___ Article ___

Soon I was back home in a New Zealand church attending a baby’s funeral. I cried incessantly, deep wracking sobs. Couldn’t stop and didn’t want to even though I was piggy backing on someone else’s grief and funeral rites. Where was the rite for the remains of the child I had aborted and for the sustenance of my soul? Who decided what was sacramental, or not?
20 years on whilst training to be an Anglican priest, I found myself reliving significant life experiences, including the abortion, and beginning to write Godde instead of God. It was code for the feminine aspect of God, the tiniest act of resistance to the avalanche of male dominated thought about what we might mean by God. Thank Godde for feminist theologians who fuelled my growing discontent.
My life experience as a woman, a priest and now working to integrate spiritual care in a district health board shows me that the stories we live by matter. Furthermore, the stories of that which we hold as sacred, the inspiration to live within the existential nothingness of the void, are mighty stories that carry unspoken layers about who we are and what we might become. They work best within rituals that ground us in the uncertainty of life and offer inspiration, especially in dark times. Imagine what it might be like if there were more Godde stories to help us do this.

___

▶ Objectives:
1. List the things the essay on naming Godde says the writer's life experience is "as" in the sentence beginning "My life experience as a woman".
2. Carry on the essay on naming Godde from the point after its final sentence.
The records that come next are separate material and are unrelated to the essay on naming Godde.

___ Information shown ___

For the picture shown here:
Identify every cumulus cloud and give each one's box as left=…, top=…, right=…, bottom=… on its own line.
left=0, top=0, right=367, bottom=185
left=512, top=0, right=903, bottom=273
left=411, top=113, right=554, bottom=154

___

▶ Task answers:
1.
a woman
a priest
now working to integrate spiritual care in a district health board

2.
I suspect a form of religious fundamentalism drives abortion protesters and stops New Zealand politicians from addressing our outdated abortion laws. Unfortunately, as Marist priest and social anthropologist Dr Gerald Arbuckle says in his book Fundamentalism at Home and Abroad, fundamentalism is an emotional reaction to the disorienting experience of change and fundamentalists are not open to rational discussion. This skews conversation.
Conversations about how we understand life, its beginnings, endings and the messy bits in between are an evolving journey for all communities. Our abortions matter in these conversations because they are so foundational in the mighty stories of our lives. They are excruciating moments that deserve the grounding of creative and compassionate rituals, not the destructive gauntlet of fundamentalist protest.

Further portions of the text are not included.